# [BRIEF]
Print the complete set of entries exactly.

(Items listed in a dataset)
START
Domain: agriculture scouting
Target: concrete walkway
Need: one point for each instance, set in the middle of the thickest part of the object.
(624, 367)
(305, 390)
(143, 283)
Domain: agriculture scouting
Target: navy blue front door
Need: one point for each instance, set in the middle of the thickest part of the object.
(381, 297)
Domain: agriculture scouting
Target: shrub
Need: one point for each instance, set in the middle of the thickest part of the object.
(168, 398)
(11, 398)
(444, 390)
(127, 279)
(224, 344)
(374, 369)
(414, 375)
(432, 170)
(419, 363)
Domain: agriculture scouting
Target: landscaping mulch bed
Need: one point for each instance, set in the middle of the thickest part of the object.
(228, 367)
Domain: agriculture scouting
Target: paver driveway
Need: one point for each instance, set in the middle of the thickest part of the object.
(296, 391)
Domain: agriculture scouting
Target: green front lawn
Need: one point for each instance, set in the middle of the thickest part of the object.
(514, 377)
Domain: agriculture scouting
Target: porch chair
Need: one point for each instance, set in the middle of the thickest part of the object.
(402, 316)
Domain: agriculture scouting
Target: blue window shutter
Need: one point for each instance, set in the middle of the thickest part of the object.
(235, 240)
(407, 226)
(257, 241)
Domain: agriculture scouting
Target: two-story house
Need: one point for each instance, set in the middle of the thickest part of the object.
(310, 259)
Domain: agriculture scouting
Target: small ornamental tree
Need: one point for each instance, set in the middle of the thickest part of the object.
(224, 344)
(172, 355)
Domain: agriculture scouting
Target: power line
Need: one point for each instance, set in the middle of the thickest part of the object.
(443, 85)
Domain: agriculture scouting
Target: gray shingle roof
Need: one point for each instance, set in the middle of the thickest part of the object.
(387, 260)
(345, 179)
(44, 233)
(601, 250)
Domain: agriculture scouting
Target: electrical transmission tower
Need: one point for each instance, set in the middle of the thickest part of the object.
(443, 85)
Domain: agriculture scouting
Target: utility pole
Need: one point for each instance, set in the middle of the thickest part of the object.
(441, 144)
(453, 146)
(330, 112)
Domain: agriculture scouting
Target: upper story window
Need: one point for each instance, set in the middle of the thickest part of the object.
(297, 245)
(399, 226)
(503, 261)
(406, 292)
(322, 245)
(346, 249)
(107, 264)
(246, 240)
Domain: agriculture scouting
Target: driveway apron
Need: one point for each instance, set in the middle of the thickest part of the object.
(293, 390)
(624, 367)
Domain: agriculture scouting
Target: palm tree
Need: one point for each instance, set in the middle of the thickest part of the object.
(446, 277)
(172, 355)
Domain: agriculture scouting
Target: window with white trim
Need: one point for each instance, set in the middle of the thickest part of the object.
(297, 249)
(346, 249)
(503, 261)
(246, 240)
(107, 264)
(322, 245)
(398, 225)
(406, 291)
END
# [ANSWER TO THE EXERCISE]
Domain: agriculture scouting
Target: concrete walkway
Need: one point for each instance, set in the middle of the thickest part of the object.
(624, 367)
(305, 390)
(143, 283)
Domain: agriculture scouting
Target: navy blue front door
Need: one point for each instance, set in the middle of the thickest part of the object.
(381, 297)
Domain: agriculture scouting
Target: shrub
Need: one point for each instance, set in the middle of the thickest part of the object.
(168, 398)
(11, 398)
(444, 390)
(127, 279)
(224, 344)
(374, 369)
(414, 375)
(432, 170)
(419, 363)
Domain: agriculture scouting
Target: landscaping mulch bed
Need: one point for each instance, set in the middle of the thickest part of the object.
(228, 367)
Domain: agriculture scouting
Target: paver driveway
Need: one point for each instance, set in the middle of the thickest part of the object.
(296, 391)
Domain: agriculture scouting
Target: green front lawn
Need: one point for each instance, set in the middle of the thickest part of the object.
(514, 377)
Domain: agriculture scouting
Target: porch chair
Need: one point for each instance, set in the middle of the thickest part of the object.
(402, 316)
Domain: agriculture scouting
Target: blue window shutter
Need: one point for each instance, set in the middle of the thickest part of the object.
(235, 240)
(407, 226)
(257, 241)
Domain: agriculture scouting
Target: two-story house
Need: one point for each instance, set in the middle of the thickest part of the object.
(310, 259)
Domain: agriculture scouting
Target: small ornamental tree
Need: one point for each instance, set in the middle of the thickest part of the object.
(224, 344)
(172, 355)
Domain: agriculture scouting
Target: power line
Need: one point for each instance, set in the middle of the thickest part of the object.
(443, 85)
Domain: agriculture scouting
Target: gray shingle roof
Need: one point for each instance, set in the middle of the thickest part of the object.
(387, 260)
(345, 179)
(44, 233)
(601, 250)
Domain: agriculture scouting
Target: electrical transmission tower
Need: one point for each instance, set in the middle of the thickest part of the object.
(443, 85)
Domain: agriculture scouting
Target: utility pole
Need: one point for each instance, set in the middle of the thickest part of the object.
(441, 144)
(453, 146)
(330, 112)
Domain: agriculture scouting
Target: upper story window
Need: one point for each instance, set in the middle of the thickest part of the object.
(297, 245)
(399, 226)
(503, 261)
(406, 292)
(322, 245)
(346, 249)
(107, 264)
(246, 240)
Domain: agriculture scouting
Target: driveway apron
Need: one point for each instance, set in the middle of the thickest part of the object.
(293, 390)
(624, 367)
Domain: agriculture scouting
Target: palm tree
Need: one point for each instance, set in the middle of the thickest part of the object.
(446, 277)
(172, 355)
Domain: agriculture scouting
Target: window with white trim
Need: one point for each instance, set in the middle of the thickest part of the object.
(297, 249)
(346, 249)
(503, 261)
(246, 240)
(107, 264)
(322, 245)
(398, 225)
(406, 291)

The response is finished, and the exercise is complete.